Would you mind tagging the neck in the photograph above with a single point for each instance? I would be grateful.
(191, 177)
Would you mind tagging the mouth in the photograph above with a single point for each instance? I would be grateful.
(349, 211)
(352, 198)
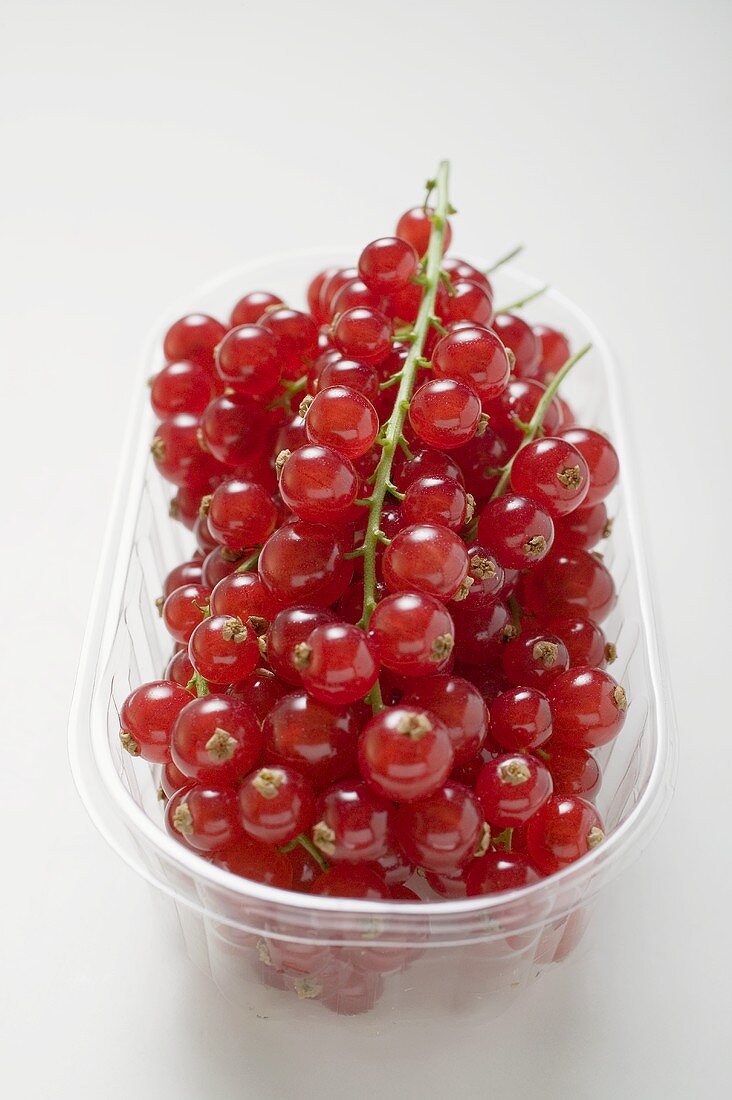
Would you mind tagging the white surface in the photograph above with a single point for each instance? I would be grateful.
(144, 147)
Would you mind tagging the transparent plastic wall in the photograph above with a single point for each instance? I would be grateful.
* * *
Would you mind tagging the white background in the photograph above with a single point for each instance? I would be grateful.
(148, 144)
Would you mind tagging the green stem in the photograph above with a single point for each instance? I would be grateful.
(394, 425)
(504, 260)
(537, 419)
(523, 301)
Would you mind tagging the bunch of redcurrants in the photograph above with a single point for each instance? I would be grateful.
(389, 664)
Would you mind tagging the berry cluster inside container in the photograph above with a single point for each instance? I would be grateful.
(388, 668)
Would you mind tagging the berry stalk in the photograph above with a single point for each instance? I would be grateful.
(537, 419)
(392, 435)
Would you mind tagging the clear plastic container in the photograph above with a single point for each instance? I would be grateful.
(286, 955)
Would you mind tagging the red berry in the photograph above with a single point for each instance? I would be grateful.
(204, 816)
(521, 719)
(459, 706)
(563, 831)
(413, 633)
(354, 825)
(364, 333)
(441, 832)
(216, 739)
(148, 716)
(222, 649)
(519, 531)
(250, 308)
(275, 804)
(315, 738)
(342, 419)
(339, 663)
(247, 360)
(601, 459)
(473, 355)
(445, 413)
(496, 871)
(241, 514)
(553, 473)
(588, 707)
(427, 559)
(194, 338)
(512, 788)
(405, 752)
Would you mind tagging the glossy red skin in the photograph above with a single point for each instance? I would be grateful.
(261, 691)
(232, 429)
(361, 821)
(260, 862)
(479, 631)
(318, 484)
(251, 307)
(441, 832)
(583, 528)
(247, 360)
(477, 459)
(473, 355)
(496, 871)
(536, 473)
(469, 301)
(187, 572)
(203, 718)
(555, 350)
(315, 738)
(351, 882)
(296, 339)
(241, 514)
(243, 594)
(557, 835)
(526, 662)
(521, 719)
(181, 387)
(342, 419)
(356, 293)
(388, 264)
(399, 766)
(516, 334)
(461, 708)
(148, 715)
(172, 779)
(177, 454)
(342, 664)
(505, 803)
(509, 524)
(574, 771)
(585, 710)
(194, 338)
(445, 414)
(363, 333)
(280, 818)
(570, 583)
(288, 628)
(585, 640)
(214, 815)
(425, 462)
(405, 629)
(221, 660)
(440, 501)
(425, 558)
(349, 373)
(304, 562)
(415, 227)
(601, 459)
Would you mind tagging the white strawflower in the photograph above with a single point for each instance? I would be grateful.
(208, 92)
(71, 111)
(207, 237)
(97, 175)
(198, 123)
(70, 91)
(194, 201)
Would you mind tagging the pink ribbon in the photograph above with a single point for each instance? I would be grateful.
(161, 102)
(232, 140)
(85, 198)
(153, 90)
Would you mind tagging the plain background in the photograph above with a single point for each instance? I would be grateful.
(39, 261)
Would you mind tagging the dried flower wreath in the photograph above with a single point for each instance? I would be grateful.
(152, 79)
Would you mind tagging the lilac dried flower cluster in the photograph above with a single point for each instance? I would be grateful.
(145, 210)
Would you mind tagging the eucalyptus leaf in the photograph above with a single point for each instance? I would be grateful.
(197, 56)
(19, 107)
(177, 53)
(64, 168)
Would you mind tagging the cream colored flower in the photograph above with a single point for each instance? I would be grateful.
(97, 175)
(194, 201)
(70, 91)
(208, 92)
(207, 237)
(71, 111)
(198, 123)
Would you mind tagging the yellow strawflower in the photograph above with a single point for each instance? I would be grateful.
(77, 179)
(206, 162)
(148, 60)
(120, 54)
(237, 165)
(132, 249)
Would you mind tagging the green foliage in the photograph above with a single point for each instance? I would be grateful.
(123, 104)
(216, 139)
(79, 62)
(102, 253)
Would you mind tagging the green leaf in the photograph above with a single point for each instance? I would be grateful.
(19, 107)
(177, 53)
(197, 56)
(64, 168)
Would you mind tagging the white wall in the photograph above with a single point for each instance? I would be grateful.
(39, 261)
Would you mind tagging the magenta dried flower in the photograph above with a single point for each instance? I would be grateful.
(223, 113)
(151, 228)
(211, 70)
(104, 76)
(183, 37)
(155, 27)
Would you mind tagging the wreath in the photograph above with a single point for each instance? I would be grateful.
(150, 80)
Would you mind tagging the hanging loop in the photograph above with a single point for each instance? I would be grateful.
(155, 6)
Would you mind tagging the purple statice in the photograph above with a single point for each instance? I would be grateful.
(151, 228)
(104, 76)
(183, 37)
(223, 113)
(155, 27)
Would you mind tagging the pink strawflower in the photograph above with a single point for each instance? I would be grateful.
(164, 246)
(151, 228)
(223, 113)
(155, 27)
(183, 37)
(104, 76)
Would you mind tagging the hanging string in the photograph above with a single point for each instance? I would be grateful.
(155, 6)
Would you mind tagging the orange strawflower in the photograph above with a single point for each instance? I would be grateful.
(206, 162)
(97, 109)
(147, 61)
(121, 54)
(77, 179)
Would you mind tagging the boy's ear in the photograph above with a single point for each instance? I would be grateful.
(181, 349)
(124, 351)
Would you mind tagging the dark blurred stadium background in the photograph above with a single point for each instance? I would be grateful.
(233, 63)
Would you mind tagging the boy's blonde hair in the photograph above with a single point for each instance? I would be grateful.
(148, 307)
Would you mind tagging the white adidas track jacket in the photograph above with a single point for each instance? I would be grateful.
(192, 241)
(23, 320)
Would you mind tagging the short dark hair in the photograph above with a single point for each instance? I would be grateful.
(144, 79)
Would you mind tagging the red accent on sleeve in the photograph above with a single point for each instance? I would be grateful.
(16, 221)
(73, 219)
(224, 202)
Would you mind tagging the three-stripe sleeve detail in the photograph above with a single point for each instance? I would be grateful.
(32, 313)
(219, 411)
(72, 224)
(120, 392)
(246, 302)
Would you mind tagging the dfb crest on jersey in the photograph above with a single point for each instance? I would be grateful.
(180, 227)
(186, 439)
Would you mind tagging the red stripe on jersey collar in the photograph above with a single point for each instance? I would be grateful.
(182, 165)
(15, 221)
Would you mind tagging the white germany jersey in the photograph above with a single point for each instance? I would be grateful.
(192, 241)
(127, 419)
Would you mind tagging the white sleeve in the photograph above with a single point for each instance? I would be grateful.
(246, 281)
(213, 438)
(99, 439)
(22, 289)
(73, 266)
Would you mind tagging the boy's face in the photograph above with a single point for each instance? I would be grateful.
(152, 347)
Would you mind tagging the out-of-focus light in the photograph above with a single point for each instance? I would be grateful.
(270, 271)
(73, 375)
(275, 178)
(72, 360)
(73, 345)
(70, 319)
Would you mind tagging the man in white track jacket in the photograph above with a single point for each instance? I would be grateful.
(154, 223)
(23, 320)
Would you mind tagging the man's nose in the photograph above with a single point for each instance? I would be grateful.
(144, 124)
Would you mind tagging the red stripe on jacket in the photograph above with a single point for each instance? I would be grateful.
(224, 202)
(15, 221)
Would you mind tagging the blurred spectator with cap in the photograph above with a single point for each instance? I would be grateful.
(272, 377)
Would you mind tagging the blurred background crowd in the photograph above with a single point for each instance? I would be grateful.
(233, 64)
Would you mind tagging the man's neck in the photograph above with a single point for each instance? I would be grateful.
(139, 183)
* * *
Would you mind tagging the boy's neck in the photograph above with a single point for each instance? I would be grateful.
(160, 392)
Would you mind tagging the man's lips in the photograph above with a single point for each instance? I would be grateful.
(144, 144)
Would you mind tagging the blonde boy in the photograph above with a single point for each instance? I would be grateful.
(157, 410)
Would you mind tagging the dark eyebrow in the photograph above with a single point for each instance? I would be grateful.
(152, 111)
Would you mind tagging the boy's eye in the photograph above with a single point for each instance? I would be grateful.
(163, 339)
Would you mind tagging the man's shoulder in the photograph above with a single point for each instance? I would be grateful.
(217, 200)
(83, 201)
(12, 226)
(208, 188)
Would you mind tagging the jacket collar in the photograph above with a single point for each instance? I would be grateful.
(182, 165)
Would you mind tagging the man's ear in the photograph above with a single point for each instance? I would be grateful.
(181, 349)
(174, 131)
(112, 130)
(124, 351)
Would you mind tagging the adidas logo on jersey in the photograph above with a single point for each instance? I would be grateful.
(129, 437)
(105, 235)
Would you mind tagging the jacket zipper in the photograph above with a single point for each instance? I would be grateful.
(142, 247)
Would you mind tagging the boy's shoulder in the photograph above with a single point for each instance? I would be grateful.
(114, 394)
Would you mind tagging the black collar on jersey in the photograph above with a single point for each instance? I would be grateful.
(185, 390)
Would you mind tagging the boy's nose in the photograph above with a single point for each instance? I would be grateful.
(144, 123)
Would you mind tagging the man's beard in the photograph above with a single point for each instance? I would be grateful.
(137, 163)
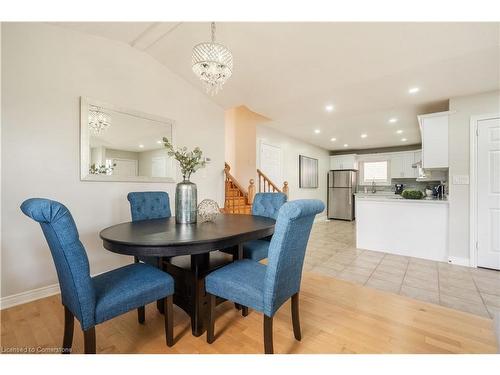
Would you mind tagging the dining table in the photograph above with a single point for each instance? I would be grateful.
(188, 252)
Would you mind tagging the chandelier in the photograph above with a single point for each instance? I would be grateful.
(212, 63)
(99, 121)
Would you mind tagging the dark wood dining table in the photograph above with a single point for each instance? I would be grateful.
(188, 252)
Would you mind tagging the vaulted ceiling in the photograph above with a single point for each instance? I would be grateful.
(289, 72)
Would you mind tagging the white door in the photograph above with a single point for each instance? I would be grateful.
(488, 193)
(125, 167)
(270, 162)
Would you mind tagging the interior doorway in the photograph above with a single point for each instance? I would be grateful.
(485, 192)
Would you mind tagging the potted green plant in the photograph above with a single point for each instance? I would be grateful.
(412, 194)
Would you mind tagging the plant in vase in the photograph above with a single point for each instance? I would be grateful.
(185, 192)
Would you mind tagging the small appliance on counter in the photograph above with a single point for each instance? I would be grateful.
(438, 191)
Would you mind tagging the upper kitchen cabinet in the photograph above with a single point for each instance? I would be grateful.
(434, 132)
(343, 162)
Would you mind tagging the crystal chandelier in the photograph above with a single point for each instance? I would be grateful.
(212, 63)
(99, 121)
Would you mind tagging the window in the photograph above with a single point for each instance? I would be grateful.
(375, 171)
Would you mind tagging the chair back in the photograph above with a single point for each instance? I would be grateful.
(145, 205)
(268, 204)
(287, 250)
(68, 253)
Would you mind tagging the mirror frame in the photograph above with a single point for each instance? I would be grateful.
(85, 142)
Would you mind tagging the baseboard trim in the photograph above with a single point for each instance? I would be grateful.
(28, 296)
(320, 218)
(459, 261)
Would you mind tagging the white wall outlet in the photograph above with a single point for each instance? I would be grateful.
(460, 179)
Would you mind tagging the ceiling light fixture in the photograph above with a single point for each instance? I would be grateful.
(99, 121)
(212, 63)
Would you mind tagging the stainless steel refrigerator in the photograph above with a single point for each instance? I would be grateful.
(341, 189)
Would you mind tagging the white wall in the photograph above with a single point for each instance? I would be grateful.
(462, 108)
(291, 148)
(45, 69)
* * *
• _Aim_
Can you pick out every line in the listing above that contains the word "adidas" and copy each of those lines in full?

• _Exercise result_
Would you mind tagging the white adidas track jacket in the photograph above with a single point for each instance? I would be grateful.
Would you mind tagging the adidas logo on jersey in the photograph above with a single point for each instance? I would be grateful.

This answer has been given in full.